#### [Your goal]
Scan the material below for the string "middle". Report every line that has it.
Top of Dataset
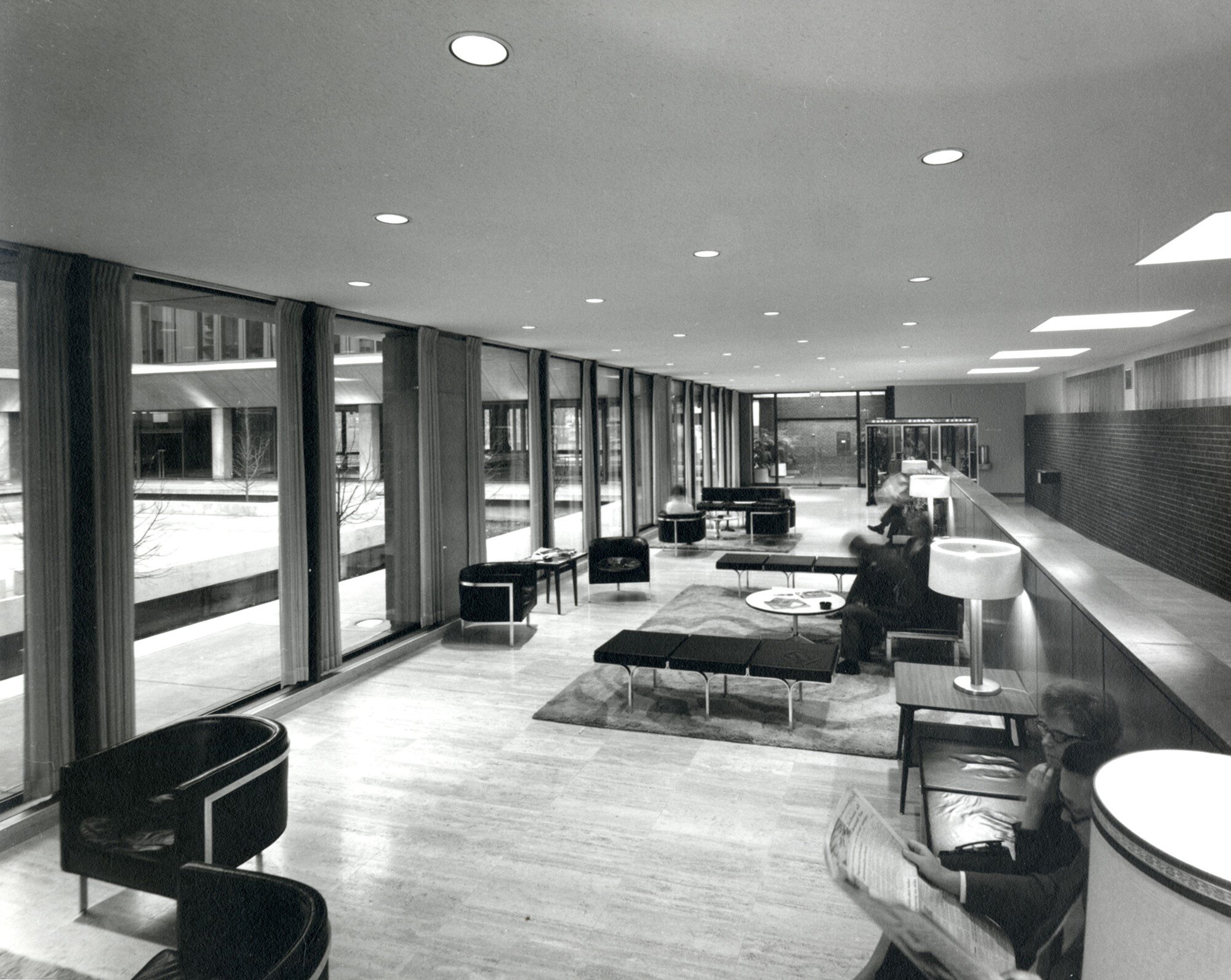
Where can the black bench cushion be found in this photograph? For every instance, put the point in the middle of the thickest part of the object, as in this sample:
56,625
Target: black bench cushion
955,819
640,648
962,767
790,563
742,560
835,564
795,660
715,654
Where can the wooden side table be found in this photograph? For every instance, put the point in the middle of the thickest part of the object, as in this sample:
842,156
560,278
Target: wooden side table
931,686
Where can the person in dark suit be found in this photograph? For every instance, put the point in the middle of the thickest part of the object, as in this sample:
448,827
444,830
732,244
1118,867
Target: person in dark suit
889,592
1030,904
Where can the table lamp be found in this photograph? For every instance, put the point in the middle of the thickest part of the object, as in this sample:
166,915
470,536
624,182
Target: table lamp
1159,901
974,570
934,485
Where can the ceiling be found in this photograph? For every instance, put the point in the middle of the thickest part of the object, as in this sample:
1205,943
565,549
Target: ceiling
251,145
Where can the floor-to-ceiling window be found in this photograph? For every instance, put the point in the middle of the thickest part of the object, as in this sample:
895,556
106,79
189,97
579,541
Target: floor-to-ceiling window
679,464
611,462
206,499
372,386
699,424
564,386
13,588
643,446
507,453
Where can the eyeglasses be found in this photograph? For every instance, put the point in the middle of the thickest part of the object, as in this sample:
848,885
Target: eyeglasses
1059,738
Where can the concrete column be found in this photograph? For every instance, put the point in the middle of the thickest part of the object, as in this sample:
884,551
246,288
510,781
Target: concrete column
367,439
222,442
Bottom of Dataset
#### [Solution for this problem]
Where can the black bench cushion be found in this photograph? For every instance, put the point in the middle of the thickest part of the object, as in this sample:
Where can the wooden side table be found in this photograph? For every instance, put the point in the middle of the thickest part of the object, as in this sample:
Where can the person in dark suit be found in this photograph? For every instance, put the point in the middle of the thickest part of the object, as in this sample:
Where can the table lamp be found in this photograph? For every instance, put the point in the middle of the thickest part of the object, as in this sample:
Where can the ceiling be found in this photograph? For every instance, put the point in the middle of the thickest part of the object, as in this sample:
Where can the floor-to-ceiling window be found in this photograph? For every instance, put the point in the middle of the thickest part of the object, as in this sample:
Where can the eyeglasses be found in this photograph? For every instance, put the point in the middle of the thickest part of the object, as in this sample:
Where can the concrete column be found in this photograph? For every instance, put the point in the middle of the thickest part of the object, as in this sample:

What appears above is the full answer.